Directions: In the records below, count every line that contains the word "target" and report only the total.

(Dataset entries)
....................
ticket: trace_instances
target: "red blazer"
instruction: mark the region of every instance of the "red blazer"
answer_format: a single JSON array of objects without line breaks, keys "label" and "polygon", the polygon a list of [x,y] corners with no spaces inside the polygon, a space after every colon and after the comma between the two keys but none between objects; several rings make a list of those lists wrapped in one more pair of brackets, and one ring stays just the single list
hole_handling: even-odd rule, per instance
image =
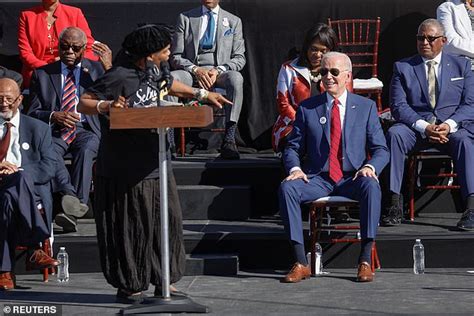
[{"label": "red blazer", "polygon": [[33,69],[52,63],[54,58],[58,57],[58,37],[66,27],[76,26],[86,33],[87,50],[85,57],[97,60],[97,56],[92,53],[91,49],[94,38],[91,35],[91,30],[81,9],[59,3],[53,15],[56,17],[56,21],[53,24],[54,30],[51,33],[56,47],[54,54],[51,55],[45,54],[46,49],[49,47],[49,39],[46,12],[43,6],[27,9],[20,14],[18,49],[21,61],[23,62],[22,75],[25,88],[28,88],[30,85]]}]

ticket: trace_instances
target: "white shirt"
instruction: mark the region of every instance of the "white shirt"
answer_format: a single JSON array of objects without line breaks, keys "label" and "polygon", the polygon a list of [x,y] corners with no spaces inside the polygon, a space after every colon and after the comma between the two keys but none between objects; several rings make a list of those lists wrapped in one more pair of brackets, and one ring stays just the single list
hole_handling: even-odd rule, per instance
[{"label": "white shirt", "polygon": [[[434,60],[436,62],[436,64],[434,65],[434,68],[435,68],[435,74],[436,74],[436,81],[438,82],[438,87],[441,87],[441,84],[440,84],[440,78],[441,78],[441,71],[442,71],[442,68],[441,68],[441,56],[442,56],[442,52],[439,53],[435,58],[433,59],[427,59],[427,58],[424,58],[424,57],[421,57],[421,59],[423,59],[423,63],[425,65],[425,74],[426,74],[426,78],[428,80],[428,62],[431,61],[431,60]],[[446,121],[444,121],[444,123],[448,124],[449,125],[449,133],[454,133],[458,130],[458,124],[453,121],[452,119],[447,119]],[[418,120],[415,122],[415,124],[413,125],[413,128],[420,132],[421,133],[421,136],[425,137],[425,130],[426,130],[426,127],[430,125],[429,122],[425,121],[425,120]]]},{"label": "white shirt", "polygon": [[3,139],[7,127],[6,122],[12,123],[10,127],[10,145],[8,146],[7,156],[5,160],[14,164],[17,167],[21,166],[21,151],[20,151],[20,111],[11,118],[10,121],[5,121],[0,118],[0,139]]},{"label": "white shirt", "polygon": [[[80,115],[80,121],[82,122],[84,121],[84,118],[81,115],[81,113],[77,112],[77,104],[79,104],[79,82],[81,80],[81,63],[78,63],[76,67],[74,67],[73,73],[74,73],[74,82],[76,84],[76,105],[74,107],[74,113]],[[69,68],[67,68],[67,66],[61,62],[61,91],[64,90],[64,83],[66,82],[66,78],[68,74],[69,74]],[[63,96],[61,94],[61,100],[62,98]],[[51,121],[51,117],[50,117],[50,121]]]}]

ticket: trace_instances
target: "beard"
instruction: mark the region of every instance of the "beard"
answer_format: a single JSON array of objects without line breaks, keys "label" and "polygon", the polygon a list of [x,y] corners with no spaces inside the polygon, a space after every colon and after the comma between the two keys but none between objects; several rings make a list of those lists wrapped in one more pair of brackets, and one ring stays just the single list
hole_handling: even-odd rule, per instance
[{"label": "beard", "polygon": [[13,111],[0,112],[0,117],[6,121],[11,120],[13,117]]}]

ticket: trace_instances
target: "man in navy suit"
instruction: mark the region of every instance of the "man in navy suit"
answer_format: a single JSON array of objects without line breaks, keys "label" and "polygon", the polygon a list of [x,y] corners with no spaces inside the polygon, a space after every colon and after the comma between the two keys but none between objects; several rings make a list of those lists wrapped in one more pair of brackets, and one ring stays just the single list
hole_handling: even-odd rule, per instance
[{"label": "man in navy suit", "polygon": [[300,104],[283,152],[289,175],[280,186],[280,214],[296,263],[282,282],[299,282],[311,274],[300,204],[331,194],[360,202],[362,240],[357,280],[370,282],[373,274],[369,262],[381,208],[377,175],[388,163],[388,148],[375,103],[346,90],[352,76],[349,57],[337,52],[325,54],[321,74],[326,93]]},{"label": "man in navy suit", "polygon": [[[3,76],[3,77],[2,77]],[[46,124],[20,114],[16,76],[0,76],[0,290],[14,288],[17,245],[32,248],[27,268],[58,265],[38,244],[50,236],[56,157]],[[44,213],[44,217],[41,213]],[[33,251],[34,250],[34,251]]]},{"label": "man in navy suit", "polygon": [[418,55],[396,62],[390,107],[398,122],[387,133],[391,205],[382,224],[401,222],[400,190],[408,153],[435,146],[454,160],[466,211],[457,226],[474,229],[474,76],[468,59],[442,52],[443,26],[427,19],[418,28]]},{"label": "man in navy suit", "polygon": [[[75,217],[84,215],[88,210],[92,165],[100,140],[97,115],[79,114],[75,108],[84,90],[104,73],[99,62],[83,58],[86,43],[87,37],[81,29],[66,28],[59,36],[60,60],[36,69],[30,87],[31,106],[28,114],[50,124],[53,148],[60,162],[54,191],[60,191],[68,199],[62,198],[65,213],[56,215],[55,222],[64,231],[75,231]],[[68,110],[64,103],[69,93],[70,74],[74,81],[74,92],[70,93],[72,104]],[[66,134],[67,131],[71,134]],[[70,176],[63,163],[63,157],[68,153],[72,155]],[[76,195],[80,205],[74,203],[73,197]]]}]

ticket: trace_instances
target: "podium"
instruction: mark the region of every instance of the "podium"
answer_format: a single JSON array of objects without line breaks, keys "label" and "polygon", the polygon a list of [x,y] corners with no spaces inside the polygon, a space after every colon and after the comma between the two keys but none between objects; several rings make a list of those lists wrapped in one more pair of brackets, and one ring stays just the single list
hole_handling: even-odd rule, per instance
[{"label": "podium", "polygon": [[160,216],[161,216],[161,271],[162,298],[146,299],[120,311],[122,315],[155,313],[207,313],[206,306],[193,302],[186,296],[170,295],[170,259],[168,232],[168,167],[166,155],[166,128],[204,127],[212,123],[212,109],[208,106],[162,106],[148,108],[110,109],[111,129],[158,128],[160,167]]}]

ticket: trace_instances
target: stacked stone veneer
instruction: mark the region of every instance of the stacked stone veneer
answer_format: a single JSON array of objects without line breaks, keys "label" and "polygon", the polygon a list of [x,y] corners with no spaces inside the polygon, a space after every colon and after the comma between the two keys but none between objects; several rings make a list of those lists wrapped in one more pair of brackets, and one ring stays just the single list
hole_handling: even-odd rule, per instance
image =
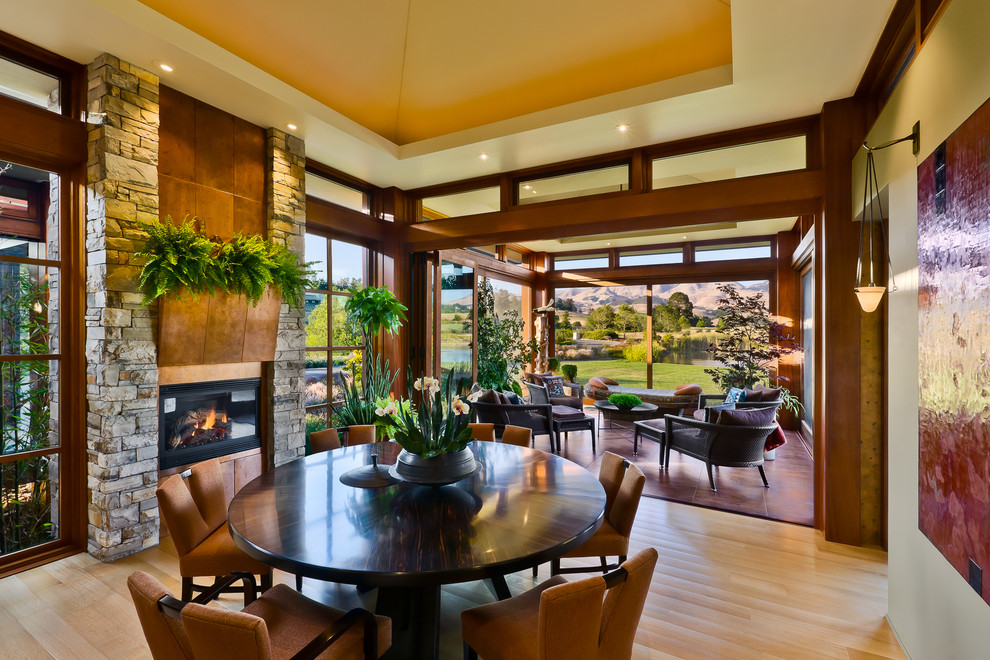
....................
Finished exercise: 6